Onfido incident
Increase of withdrawn device intelligence reports
Onfido experienced a minor incident on September 23, 2025 affecting Device Intelligence and Device Intelligence, lasting 32m. The incident has been resolved; the full update timeline is below.
Affected components
Update timeline
- monitoring Sep 23, 2025, 10:08 AM UTC
We have rolled back a faulty deployment that caused device intelligence reports to be withdrawn. We are currently re-running them. Studio workflow runs that are in progress will be resumed once the device intelligence reports are re-run. This disruption lasted for 1 hour between 07:04 UTC and 08:06 UTC.
- resolved Sep 23, 2025, 10:40 AM UTC
All withdrawn reports were re-run. In progress workflow runs should be resumed now.

■ Task list ■
**a.** List every clock time that the incident notice gives, in the order they appear.
**b.** Using the incident notice, state whether each statement agrees with it, and quote the deciding words: (i) the faulty deployment was rolled back; (ii) Studio workflow runs that were in progress were canceled; (iii) at the resolved update, some withdrawn reports still had not been re-run.

■ Data rows ■

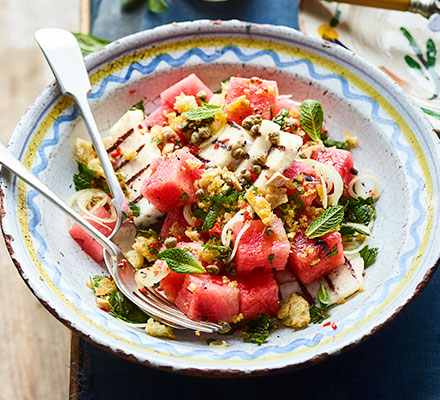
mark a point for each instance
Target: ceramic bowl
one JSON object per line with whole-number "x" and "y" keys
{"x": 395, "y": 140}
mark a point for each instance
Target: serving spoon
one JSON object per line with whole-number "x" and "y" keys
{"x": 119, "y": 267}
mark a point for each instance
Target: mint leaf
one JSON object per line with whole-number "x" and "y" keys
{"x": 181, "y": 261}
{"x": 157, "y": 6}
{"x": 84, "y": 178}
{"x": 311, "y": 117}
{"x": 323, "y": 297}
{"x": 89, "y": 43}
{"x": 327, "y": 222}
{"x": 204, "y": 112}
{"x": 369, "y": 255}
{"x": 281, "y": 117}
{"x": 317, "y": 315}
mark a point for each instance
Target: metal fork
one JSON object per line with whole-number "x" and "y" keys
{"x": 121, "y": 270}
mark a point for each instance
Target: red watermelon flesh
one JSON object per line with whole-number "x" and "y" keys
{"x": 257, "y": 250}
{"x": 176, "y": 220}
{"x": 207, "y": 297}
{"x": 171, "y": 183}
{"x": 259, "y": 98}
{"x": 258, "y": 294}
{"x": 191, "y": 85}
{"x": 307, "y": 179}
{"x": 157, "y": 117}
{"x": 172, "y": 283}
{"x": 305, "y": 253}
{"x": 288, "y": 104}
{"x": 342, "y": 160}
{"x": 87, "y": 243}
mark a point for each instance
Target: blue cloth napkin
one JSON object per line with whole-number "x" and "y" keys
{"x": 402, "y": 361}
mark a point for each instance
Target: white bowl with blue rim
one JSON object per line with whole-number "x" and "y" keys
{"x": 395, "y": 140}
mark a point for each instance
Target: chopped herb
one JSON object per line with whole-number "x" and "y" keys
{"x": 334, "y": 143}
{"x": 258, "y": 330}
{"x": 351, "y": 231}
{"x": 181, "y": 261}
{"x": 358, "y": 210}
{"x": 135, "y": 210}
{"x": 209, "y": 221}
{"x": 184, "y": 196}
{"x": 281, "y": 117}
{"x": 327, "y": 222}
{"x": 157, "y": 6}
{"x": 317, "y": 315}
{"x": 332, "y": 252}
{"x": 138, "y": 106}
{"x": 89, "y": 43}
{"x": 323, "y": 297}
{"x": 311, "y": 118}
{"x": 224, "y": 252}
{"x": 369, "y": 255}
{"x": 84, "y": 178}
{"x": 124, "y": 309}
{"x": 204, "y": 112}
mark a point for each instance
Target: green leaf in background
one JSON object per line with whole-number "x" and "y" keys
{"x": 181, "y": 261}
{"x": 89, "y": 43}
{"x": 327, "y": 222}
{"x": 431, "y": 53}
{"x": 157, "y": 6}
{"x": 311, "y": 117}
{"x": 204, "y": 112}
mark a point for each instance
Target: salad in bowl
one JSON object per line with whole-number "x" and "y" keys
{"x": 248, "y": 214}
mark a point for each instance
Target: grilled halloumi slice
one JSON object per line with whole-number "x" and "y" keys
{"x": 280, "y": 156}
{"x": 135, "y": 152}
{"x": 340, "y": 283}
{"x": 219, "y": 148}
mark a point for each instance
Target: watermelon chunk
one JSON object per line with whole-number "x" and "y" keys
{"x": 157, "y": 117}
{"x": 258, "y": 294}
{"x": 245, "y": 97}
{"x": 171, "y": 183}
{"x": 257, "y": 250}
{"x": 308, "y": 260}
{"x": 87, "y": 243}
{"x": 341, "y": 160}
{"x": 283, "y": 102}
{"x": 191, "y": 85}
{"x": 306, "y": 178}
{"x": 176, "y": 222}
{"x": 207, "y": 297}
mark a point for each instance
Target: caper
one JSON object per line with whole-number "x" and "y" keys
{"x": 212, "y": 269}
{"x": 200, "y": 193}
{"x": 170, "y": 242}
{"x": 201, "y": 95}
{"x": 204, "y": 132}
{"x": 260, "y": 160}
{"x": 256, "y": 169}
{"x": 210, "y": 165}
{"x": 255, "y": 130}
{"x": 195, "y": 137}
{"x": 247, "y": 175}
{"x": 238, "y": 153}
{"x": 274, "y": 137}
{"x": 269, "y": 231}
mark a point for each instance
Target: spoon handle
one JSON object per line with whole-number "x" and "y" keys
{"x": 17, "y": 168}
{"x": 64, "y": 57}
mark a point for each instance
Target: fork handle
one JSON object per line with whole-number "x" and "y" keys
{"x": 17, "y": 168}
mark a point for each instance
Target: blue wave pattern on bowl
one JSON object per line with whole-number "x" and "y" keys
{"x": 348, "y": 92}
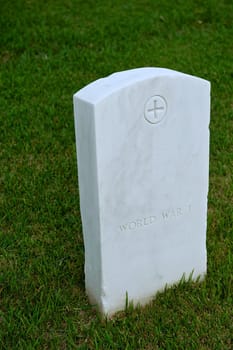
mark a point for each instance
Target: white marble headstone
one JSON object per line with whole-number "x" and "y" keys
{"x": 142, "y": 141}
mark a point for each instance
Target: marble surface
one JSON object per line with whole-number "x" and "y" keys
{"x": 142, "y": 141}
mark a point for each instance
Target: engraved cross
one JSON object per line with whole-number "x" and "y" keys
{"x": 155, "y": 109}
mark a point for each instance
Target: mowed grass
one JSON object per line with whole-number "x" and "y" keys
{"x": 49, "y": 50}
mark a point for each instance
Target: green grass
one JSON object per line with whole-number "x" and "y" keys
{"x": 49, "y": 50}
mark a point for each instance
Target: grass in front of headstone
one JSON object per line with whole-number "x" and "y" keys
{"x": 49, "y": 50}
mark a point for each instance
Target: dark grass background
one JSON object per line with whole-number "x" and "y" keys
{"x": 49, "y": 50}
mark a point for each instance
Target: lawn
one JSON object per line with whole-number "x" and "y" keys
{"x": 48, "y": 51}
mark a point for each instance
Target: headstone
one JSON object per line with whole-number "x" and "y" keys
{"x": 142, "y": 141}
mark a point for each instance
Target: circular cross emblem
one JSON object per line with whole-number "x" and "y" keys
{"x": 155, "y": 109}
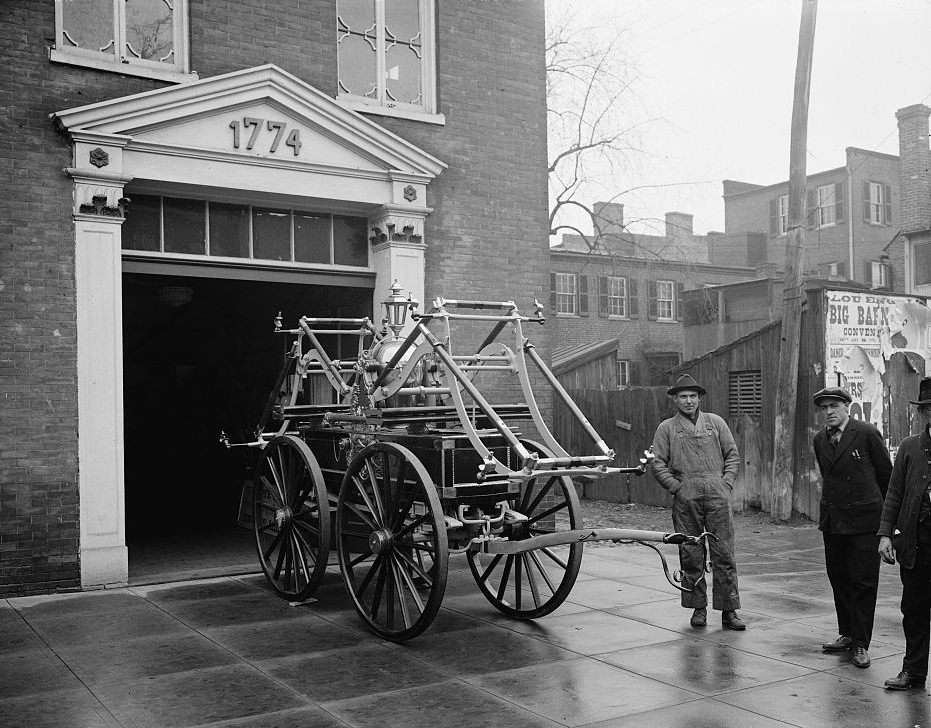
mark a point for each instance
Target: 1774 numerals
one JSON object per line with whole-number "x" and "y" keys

■ Answers given ■
**a.** 10:08 AM UTC, 07:04 UTC, 08:06 UTC, 10:40 AM UTC

**b.**
(i) Yes: "We have rolled back a faulty deployment that caused device intelligence reports to be withdrawn."
(ii) No: "Studio workflow runs that are in progress will be resumed once the device intelligence reports are re-run."
(iii) No: "All withdrawn reports were re-run."